§ **Exercise task**
Starting at the line that contains "Each instance of the stair", copy each line through the end of the listing below. Include both ends and output nothing more.

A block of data
▼▼▼

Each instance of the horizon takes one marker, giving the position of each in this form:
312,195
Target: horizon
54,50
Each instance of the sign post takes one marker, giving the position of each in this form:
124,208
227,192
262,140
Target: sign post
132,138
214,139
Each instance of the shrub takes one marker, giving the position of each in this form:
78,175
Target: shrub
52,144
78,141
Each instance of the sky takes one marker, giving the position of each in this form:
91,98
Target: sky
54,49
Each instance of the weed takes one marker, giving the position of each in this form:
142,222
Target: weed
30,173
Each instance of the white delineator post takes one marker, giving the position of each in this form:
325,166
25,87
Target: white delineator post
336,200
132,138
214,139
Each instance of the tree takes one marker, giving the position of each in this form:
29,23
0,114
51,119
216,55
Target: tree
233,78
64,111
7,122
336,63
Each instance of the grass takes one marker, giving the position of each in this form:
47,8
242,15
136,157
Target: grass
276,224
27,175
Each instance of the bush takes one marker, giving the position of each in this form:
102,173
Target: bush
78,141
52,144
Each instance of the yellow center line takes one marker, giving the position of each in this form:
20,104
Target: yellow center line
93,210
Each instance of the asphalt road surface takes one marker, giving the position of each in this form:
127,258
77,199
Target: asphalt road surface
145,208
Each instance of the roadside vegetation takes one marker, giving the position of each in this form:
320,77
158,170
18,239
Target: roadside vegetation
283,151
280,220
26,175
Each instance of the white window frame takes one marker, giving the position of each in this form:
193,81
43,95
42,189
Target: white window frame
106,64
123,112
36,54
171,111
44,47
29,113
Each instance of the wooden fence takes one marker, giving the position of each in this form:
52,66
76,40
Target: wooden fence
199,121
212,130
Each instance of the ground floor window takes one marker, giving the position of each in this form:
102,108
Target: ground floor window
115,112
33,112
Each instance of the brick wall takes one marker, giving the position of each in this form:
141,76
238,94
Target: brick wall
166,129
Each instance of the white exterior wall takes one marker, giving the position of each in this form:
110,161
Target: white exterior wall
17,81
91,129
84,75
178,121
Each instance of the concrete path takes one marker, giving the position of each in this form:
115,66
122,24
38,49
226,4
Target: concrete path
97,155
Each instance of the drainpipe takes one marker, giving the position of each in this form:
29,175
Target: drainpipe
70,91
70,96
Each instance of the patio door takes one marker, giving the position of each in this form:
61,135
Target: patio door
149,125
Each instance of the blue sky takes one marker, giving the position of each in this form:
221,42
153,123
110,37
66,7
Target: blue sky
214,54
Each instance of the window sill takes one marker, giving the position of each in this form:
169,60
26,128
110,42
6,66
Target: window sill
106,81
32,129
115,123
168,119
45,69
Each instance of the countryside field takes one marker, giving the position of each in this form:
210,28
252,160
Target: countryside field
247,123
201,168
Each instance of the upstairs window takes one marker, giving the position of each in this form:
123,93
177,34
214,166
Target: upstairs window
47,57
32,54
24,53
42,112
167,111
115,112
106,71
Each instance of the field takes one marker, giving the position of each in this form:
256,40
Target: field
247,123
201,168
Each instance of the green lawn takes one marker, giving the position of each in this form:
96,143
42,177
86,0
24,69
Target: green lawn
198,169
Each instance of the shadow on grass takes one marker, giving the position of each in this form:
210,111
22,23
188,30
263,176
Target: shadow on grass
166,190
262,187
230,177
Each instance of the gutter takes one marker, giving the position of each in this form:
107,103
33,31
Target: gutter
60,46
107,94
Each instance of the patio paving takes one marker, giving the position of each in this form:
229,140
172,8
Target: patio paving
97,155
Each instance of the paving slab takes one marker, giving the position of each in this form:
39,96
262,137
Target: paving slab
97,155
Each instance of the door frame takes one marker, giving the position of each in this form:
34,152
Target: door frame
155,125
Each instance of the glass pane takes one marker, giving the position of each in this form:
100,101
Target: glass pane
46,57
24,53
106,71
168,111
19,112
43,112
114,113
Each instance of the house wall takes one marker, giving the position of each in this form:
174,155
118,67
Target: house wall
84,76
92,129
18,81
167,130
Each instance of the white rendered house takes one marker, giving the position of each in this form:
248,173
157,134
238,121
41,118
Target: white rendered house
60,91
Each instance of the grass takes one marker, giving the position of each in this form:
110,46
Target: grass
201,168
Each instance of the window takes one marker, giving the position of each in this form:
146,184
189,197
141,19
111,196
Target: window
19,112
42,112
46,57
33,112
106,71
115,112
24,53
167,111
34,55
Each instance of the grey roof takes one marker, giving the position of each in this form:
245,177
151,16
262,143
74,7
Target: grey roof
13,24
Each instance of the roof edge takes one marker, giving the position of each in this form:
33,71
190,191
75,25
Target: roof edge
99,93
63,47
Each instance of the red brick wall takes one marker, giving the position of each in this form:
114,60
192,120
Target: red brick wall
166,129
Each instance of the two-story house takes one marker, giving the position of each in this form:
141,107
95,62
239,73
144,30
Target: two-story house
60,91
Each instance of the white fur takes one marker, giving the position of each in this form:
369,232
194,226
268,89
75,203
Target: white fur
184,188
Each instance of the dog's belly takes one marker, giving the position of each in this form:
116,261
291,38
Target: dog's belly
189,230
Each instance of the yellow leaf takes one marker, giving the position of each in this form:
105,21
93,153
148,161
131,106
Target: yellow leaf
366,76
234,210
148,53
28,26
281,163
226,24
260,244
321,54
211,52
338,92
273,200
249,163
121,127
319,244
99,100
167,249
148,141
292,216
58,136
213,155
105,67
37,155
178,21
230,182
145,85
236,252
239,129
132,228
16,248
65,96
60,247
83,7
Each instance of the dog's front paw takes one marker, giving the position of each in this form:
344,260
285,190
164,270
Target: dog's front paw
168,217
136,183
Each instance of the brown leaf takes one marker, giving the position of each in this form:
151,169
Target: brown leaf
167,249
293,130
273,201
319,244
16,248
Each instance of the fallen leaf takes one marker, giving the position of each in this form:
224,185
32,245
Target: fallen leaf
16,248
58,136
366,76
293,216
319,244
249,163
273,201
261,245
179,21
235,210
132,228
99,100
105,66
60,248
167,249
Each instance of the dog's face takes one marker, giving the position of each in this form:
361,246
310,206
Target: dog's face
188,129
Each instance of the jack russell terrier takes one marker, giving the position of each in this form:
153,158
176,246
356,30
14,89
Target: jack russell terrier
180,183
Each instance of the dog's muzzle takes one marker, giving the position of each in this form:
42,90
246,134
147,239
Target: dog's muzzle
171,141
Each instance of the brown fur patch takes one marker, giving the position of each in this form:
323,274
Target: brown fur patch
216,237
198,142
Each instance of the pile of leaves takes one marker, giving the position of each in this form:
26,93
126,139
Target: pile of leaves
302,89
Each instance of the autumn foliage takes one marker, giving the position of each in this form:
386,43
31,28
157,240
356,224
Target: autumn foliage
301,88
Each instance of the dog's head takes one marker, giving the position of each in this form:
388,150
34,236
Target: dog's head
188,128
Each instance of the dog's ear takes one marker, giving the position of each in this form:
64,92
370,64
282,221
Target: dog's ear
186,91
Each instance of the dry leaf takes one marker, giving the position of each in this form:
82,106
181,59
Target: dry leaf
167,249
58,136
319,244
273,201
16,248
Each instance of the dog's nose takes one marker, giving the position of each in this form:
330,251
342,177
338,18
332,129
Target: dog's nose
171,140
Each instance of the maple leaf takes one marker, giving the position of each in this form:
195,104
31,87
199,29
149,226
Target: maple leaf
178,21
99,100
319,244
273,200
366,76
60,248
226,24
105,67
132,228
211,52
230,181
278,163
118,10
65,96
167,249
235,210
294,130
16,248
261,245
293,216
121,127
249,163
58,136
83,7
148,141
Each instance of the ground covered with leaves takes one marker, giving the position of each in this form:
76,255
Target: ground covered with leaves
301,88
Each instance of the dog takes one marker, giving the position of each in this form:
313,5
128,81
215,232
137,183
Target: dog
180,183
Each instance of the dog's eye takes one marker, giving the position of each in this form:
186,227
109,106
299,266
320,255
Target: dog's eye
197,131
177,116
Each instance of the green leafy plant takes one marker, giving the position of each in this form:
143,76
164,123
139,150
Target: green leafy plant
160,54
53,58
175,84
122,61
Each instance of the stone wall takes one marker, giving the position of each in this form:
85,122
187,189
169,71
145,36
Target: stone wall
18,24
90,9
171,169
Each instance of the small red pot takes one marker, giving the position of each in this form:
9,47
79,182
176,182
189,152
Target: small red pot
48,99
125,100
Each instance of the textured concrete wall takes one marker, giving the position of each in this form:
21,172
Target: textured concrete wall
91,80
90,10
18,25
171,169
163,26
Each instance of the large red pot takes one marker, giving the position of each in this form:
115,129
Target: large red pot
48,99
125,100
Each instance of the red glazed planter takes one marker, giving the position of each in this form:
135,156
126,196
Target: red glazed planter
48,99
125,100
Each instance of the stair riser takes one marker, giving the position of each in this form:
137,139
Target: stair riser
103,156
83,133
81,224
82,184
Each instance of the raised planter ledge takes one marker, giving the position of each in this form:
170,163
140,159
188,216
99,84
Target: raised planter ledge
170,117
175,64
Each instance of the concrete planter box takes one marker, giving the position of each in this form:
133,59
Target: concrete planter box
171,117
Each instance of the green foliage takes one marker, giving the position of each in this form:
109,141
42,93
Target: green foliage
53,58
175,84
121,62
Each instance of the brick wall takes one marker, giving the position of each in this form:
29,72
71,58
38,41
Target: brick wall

▲▲▲

§ **Result of this task**
Each instance of the stair riser takes one marker, giving the position of each in this form:
137,139
Target: stair riser
103,156
83,133
81,224
82,184
Each instance of the raised planter ledge takes one marker, giving the position of each in this form:
170,163
140,159
188,216
99,84
Target: raised planter ledge
170,117
175,64
Each instance of the concrete planter box takes one marker, giving the position of each in this form:
133,59
Target: concrete planter box
171,117
Each instance of the green foliage takes one marker, giving the position of each in this form:
109,141
42,93
Target: green foliage
53,58
175,84
121,62
Each instance of the brick wall takes one marker, giving the position of each in this form:
29,72
71,58
38,41
Target: brick wall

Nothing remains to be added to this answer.